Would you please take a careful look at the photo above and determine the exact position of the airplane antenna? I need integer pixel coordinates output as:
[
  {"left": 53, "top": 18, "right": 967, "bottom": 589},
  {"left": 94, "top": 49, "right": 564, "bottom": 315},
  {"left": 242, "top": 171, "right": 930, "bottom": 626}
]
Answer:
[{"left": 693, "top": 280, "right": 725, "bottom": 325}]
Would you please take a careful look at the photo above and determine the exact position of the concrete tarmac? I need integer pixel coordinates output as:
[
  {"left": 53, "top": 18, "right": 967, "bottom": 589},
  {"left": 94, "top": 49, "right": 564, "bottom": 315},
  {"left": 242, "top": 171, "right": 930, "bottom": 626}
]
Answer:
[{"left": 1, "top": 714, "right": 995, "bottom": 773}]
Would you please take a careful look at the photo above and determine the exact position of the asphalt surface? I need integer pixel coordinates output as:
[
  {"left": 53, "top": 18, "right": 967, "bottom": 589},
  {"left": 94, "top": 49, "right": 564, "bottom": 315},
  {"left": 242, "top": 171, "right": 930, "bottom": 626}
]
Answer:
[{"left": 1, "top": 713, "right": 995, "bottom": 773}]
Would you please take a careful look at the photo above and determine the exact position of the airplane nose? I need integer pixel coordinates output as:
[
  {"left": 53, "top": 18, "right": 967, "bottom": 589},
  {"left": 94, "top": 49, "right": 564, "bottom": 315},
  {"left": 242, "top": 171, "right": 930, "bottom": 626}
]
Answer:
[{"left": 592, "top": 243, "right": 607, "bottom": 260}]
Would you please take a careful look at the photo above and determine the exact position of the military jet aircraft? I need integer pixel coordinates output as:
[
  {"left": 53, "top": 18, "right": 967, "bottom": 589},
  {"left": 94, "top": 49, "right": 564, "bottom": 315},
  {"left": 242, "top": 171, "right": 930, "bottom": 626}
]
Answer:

* **ACTIVITY**
Please return the full listing exactly as it appears.

* **ANSWER FOR THE TASK**
Would you please take a careful look at the photo above and determine the exact position of the airplane antenna? I need integer pixel coordinates output as:
[
  {"left": 53, "top": 18, "right": 967, "bottom": 589},
  {"left": 94, "top": 49, "right": 564, "bottom": 315},
  {"left": 242, "top": 171, "right": 930, "bottom": 626}
]
Answer:
[{"left": 693, "top": 280, "right": 725, "bottom": 325}]
Would you please take a careful look at the photo above and determine the exact position of the concrete tarmac? I need integer pixel coordinates output as:
[
  {"left": 53, "top": 18, "right": 967, "bottom": 589},
  {"left": 94, "top": 49, "right": 564, "bottom": 315},
  {"left": 242, "top": 171, "right": 930, "bottom": 626}
]
Answer:
[{"left": 1, "top": 714, "right": 995, "bottom": 773}]
Would you please take a careful look at the photo above and determine the exact position of the asphalt surface? I need integer pixel coordinates output as:
[
  {"left": 53, "top": 18, "right": 967, "bottom": 589},
  {"left": 94, "top": 49, "right": 564, "bottom": 315},
  {"left": 242, "top": 171, "right": 930, "bottom": 626}
]
Answer:
[{"left": 1, "top": 713, "right": 995, "bottom": 773}]
Would you please take a careful look at the photo above and determine the exact position of the airplane nose? I need integer pixel coordinates output as:
[
  {"left": 53, "top": 18, "right": 967, "bottom": 589},
  {"left": 94, "top": 49, "right": 564, "bottom": 315},
  {"left": 242, "top": 171, "right": 930, "bottom": 626}
]
Answer:
[{"left": 592, "top": 243, "right": 607, "bottom": 260}]
Would you please take a careful look at the photo above and determine the exact position of the military jet aircraft? I need integer pixel coordinates output as:
[
  {"left": 53, "top": 18, "right": 967, "bottom": 589},
  {"left": 94, "top": 49, "right": 564, "bottom": 315},
  {"left": 242, "top": 171, "right": 930, "bottom": 626}
]
Answer:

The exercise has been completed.